Given problem :: Can you reproduce every one of the following records character for character, without altering anything?

Records for the task ::
• • • •

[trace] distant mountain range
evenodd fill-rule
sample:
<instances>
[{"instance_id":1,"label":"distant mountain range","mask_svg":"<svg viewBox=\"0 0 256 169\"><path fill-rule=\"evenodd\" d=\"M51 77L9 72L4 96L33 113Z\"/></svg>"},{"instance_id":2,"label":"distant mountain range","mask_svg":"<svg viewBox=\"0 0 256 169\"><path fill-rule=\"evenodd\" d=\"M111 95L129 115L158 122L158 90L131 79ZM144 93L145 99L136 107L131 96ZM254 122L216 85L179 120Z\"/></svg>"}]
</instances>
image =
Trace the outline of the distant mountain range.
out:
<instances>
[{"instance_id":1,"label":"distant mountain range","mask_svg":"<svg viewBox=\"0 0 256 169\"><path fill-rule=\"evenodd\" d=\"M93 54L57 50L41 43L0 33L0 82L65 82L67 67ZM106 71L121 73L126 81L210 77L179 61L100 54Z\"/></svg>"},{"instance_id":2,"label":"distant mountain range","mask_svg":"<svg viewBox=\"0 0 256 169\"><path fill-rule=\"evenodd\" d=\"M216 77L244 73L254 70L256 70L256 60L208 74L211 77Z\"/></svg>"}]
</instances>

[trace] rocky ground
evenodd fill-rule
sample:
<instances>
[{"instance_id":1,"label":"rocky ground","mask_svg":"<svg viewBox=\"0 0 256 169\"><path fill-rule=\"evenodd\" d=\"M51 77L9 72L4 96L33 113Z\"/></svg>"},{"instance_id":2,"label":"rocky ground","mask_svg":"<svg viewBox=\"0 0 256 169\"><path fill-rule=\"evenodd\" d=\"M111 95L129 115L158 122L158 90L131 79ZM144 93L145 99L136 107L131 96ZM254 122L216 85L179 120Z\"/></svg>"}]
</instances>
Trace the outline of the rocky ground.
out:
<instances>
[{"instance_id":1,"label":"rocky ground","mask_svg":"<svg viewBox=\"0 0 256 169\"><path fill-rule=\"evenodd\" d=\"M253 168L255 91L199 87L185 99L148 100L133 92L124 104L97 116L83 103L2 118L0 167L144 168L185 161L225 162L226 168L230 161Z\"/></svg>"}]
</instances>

• • • •

Written solution ::
[trace] distant mountain range
evenodd fill-rule
sample:
<instances>
[{"instance_id":1,"label":"distant mountain range","mask_svg":"<svg viewBox=\"0 0 256 169\"><path fill-rule=\"evenodd\" d=\"M51 77L9 72L4 96L33 113Z\"/></svg>"},{"instance_id":2,"label":"distant mountain range","mask_svg":"<svg viewBox=\"0 0 256 169\"><path fill-rule=\"evenodd\" d=\"M111 95L129 115L158 122L158 90L131 79ZM144 93L145 99L136 107L131 96ZM254 122L216 85L179 120Z\"/></svg>"}]
</instances>
image =
Trace the outline of the distant mountain range.
out:
<instances>
[{"instance_id":1,"label":"distant mountain range","mask_svg":"<svg viewBox=\"0 0 256 169\"><path fill-rule=\"evenodd\" d=\"M93 54L57 50L41 43L0 33L0 82L65 82L67 67ZM106 71L121 73L126 81L210 77L179 61L100 54Z\"/></svg>"},{"instance_id":2,"label":"distant mountain range","mask_svg":"<svg viewBox=\"0 0 256 169\"><path fill-rule=\"evenodd\" d=\"M216 77L244 73L254 70L256 70L256 60L208 74L211 77Z\"/></svg>"}]
</instances>

[trace] rocky ground
evenodd fill-rule
sample:
<instances>
[{"instance_id":1,"label":"rocky ground","mask_svg":"<svg viewBox=\"0 0 256 169\"><path fill-rule=\"evenodd\" d=\"M51 77L9 72L4 96L33 113Z\"/></svg>"},{"instance_id":2,"label":"rocky ground","mask_svg":"<svg viewBox=\"0 0 256 169\"><path fill-rule=\"evenodd\" d=\"M111 95L129 115L158 122L158 90L131 79ZM144 93L145 99L136 107L131 96ZM254 122L216 85L179 120Z\"/></svg>"}]
</instances>
Trace the outline of the rocky ground.
out:
<instances>
[{"instance_id":1,"label":"rocky ground","mask_svg":"<svg viewBox=\"0 0 256 169\"><path fill-rule=\"evenodd\" d=\"M253 168L255 91L199 87L185 99L148 100L133 92L124 104L97 116L83 103L2 118L0 167L144 168L185 161L225 162L226 168L230 161Z\"/></svg>"}]
</instances>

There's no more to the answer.